Point-per-instance localization data

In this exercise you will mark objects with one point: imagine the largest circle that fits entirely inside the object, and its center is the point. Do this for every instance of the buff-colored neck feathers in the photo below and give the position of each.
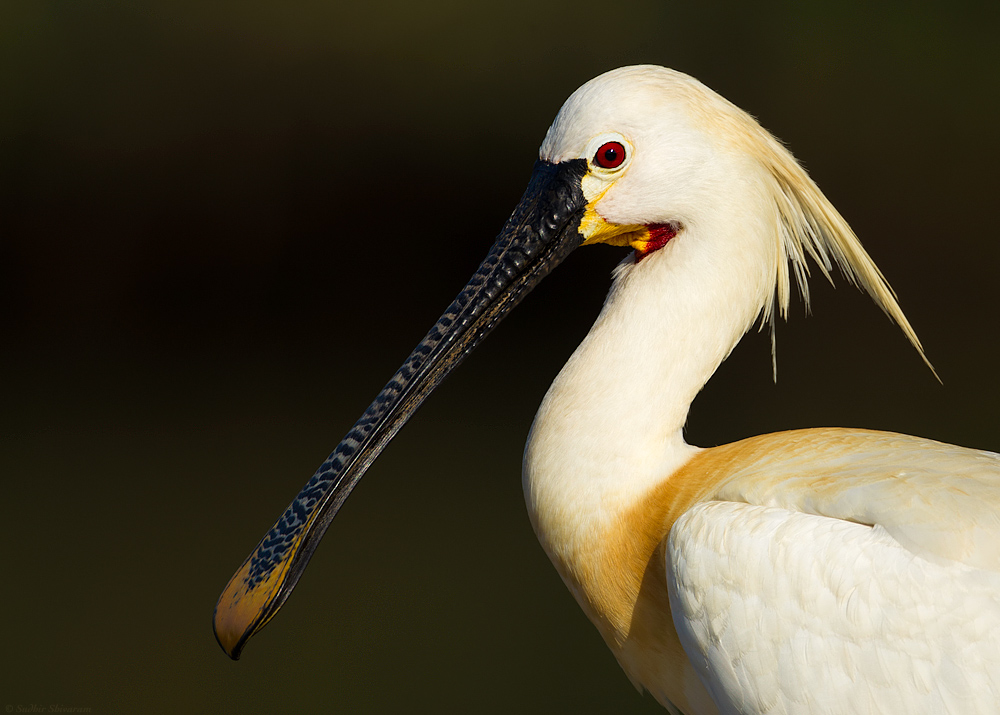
(807, 224)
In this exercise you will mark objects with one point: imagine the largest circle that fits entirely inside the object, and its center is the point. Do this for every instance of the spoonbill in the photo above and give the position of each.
(810, 571)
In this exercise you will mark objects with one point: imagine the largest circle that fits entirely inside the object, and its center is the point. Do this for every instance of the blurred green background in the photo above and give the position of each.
(224, 225)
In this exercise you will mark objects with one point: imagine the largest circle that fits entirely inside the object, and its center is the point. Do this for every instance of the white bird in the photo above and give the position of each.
(812, 571)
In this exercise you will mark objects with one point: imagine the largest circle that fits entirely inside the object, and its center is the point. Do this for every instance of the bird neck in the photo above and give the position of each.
(610, 426)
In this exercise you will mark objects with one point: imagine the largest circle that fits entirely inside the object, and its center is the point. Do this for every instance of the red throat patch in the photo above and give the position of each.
(659, 235)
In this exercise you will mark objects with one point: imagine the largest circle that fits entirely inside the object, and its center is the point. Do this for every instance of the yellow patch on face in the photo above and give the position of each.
(595, 229)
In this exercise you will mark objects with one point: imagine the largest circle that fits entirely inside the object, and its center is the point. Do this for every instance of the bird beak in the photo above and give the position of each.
(541, 232)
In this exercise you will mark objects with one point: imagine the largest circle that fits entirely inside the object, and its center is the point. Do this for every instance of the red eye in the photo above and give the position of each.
(610, 155)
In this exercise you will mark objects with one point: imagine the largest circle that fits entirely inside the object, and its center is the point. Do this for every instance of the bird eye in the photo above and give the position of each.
(610, 155)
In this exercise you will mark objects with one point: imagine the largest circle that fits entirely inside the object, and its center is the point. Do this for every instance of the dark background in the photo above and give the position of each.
(223, 226)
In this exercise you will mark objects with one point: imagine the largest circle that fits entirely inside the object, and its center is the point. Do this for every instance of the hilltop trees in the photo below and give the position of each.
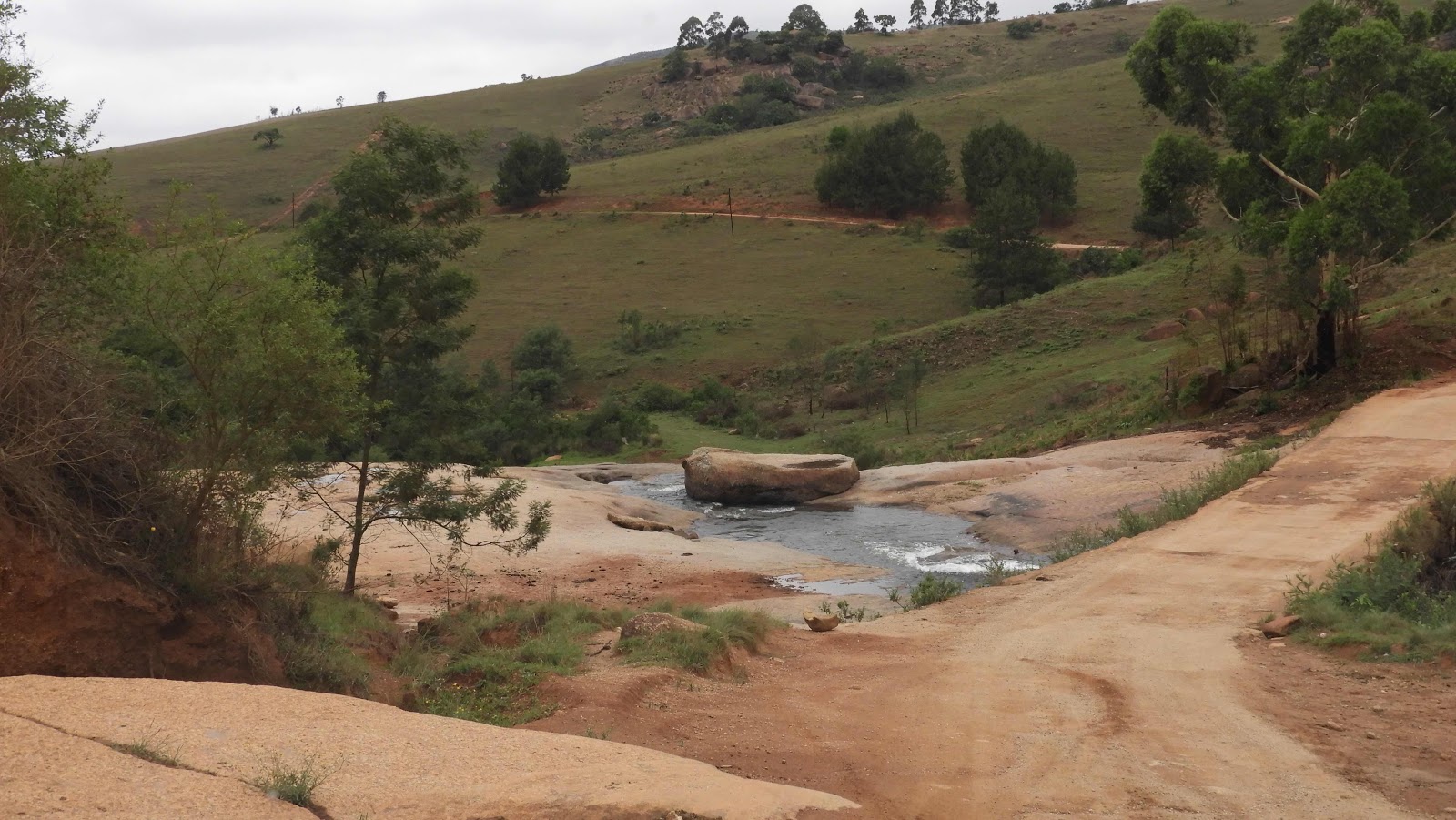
(399, 303)
(890, 167)
(1346, 146)
(692, 34)
(805, 19)
(531, 167)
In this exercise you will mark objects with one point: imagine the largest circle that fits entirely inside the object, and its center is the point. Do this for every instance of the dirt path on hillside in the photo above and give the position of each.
(1106, 686)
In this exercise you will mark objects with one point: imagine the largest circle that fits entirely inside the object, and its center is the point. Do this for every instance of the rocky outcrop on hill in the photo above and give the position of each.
(743, 478)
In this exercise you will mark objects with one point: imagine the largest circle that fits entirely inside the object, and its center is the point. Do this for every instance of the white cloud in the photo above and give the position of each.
(171, 67)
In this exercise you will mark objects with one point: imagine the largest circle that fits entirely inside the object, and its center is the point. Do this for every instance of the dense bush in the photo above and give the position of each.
(890, 167)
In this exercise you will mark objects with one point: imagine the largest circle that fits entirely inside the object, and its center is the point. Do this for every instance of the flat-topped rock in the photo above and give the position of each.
(730, 477)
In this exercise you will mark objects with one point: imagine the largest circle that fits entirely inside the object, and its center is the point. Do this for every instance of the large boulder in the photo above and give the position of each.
(730, 477)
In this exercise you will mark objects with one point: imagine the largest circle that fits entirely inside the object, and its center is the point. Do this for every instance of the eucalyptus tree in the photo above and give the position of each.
(1343, 149)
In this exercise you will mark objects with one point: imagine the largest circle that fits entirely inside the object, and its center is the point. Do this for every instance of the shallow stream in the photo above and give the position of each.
(905, 542)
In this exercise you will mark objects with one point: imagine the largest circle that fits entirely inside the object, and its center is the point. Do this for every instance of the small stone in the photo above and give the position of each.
(820, 623)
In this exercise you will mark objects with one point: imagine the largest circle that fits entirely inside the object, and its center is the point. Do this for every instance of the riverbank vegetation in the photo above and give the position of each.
(1400, 602)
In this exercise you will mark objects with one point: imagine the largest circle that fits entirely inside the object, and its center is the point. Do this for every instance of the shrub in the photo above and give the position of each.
(1023, 29)
(696, 652)
(1174, 504)
(934, 589)
(655, 397)
(1398, 603)
(890, 167)
(293, 783)
(674, 66)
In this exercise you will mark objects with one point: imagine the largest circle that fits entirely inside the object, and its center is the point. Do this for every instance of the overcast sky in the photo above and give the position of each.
(172, 67)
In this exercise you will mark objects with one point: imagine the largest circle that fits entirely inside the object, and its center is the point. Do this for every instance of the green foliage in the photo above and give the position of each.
(638, 335)
(1177, 174)
(1002, 157)
(1009, 261)
(269, 137)
(1023, 29)
(1106, 262)
(934, 589)
(238, 400)
(545, 349)
(293, 783)
(698, 652)
(674, 66)
(531, 167)
(398, 305)
(153, 747)
(856, 444)
(1174, 504)
(1400, 602)
(890, 167)
(1343, 138)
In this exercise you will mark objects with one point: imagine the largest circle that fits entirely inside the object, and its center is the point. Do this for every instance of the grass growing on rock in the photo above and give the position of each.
(482, 662)
(698, 652)
(1174, 506)
(1400, 602)
(293, 783)
(153, 749)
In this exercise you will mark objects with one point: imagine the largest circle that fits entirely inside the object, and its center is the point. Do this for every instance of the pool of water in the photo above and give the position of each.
(907, 543)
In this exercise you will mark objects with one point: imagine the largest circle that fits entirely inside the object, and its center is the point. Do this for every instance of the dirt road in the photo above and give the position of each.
(1106, 686)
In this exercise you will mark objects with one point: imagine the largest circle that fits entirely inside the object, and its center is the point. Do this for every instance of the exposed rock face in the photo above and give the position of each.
(820, 623)
(655, 623)
(743, 478)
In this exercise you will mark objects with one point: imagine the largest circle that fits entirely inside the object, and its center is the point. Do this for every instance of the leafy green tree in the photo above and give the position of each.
(890, 167)
(1343, 146)
(531, 167)
(674, 66)
(805, 19)
(1002, 155)
(404, 208)
(1009, 261)
(238, 400)
(692, 34)
(1177, 177)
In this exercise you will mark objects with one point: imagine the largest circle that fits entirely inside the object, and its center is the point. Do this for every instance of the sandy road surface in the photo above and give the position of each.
(1114, 688)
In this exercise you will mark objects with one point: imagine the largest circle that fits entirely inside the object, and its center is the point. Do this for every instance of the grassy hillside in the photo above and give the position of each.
(1052, 369)
(1063, 85)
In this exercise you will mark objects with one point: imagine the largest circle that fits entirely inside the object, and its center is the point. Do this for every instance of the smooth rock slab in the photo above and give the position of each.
(730, 477)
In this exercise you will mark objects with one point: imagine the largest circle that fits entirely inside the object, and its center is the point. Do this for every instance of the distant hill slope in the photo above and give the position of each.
(1031, 80)
(638, 57)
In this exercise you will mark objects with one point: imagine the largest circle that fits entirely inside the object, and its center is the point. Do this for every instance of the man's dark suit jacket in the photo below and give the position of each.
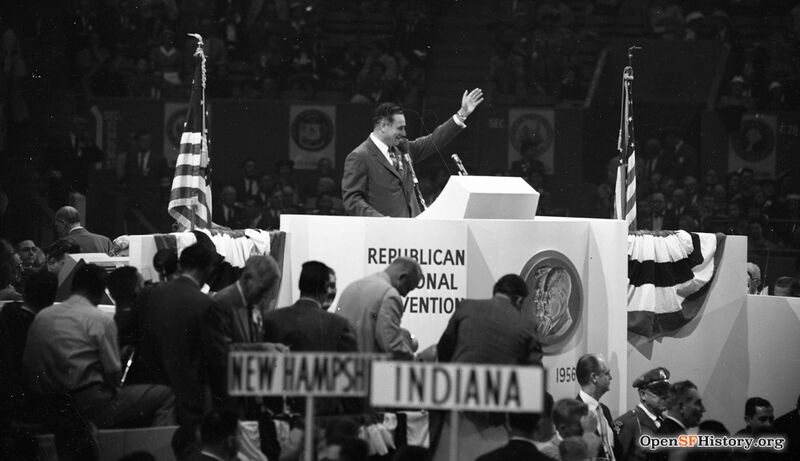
(184, 345)
(372, 187)
(631, 425)
(238, 317)
(515, 450)
(89, 242)
(305, 327)
(670, 427)
(489, 331)
(610, 420)
(235, 215)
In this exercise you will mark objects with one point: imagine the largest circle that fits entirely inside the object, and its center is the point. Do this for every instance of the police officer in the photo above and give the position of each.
(653, 388)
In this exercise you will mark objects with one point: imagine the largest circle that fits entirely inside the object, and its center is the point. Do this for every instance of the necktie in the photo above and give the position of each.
(601, 422)
(398, 165)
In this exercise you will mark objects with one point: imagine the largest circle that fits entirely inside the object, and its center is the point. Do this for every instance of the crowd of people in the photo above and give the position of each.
(546, 50)
(271, 49)
(160, 360)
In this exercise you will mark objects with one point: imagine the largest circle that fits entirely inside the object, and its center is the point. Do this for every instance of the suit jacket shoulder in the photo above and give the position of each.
(515, 450)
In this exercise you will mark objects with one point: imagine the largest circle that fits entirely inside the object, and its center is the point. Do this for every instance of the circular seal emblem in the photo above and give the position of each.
(556, 298)
(175, 126)
(531, 130)
(754, 141)
(312, 130)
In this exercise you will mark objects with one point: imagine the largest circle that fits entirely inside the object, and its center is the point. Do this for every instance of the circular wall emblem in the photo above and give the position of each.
(312, 130)
(556, 298)
(175, 126)
(531, 128)
(754, 141)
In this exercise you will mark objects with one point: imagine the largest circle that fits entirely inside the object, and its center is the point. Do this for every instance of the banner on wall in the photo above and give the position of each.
(753, 144)
(312, 135)
(531, 132)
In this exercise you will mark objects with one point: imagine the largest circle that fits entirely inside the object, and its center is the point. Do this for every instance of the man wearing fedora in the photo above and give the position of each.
(653, 387)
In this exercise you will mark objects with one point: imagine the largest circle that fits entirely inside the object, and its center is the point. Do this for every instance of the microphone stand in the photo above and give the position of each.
(415, 181)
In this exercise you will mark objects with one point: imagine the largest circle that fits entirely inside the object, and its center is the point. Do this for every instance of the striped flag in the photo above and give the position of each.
(190, 197)
(668, 278)
(625, 190)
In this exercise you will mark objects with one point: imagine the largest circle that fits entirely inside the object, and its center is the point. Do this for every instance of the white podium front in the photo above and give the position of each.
(576, 269)
(484, 197)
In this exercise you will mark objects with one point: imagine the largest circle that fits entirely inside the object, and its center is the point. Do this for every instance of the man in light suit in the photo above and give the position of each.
(235, 302)
(68, 226)
(374, 306)
(492, 330)
(594, 377)
(377, 180)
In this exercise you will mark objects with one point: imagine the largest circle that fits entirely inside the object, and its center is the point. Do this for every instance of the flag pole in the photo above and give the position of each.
(625, 190)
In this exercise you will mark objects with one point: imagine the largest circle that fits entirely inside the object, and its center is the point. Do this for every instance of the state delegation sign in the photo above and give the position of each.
(292, 374)
(497, 388)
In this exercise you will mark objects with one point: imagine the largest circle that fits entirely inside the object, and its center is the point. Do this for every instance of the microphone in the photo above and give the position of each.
(461, 170)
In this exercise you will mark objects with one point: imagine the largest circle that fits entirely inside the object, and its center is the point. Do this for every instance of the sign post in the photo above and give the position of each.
(457, 387)
(309, 375)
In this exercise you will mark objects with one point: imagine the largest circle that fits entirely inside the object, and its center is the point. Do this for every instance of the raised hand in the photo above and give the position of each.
(470, 100)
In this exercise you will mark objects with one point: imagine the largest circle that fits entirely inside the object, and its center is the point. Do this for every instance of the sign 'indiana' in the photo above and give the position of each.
(457, 386)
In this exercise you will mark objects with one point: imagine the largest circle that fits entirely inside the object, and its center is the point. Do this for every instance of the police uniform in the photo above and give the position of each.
(637, 422)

- **ACTION ITEM**: Once the line with "the police uniform" is found, transcribe it and each line after it through the final line of the entries, exactly and only.

- **RESULT BELOW**:
In this exercise you will mark objects with one point: imagine the largest circle that fits entirely inside the object, and its center is the point. Do this for every instance of the police uniform in the photo above and give the position of each.
(637, 422)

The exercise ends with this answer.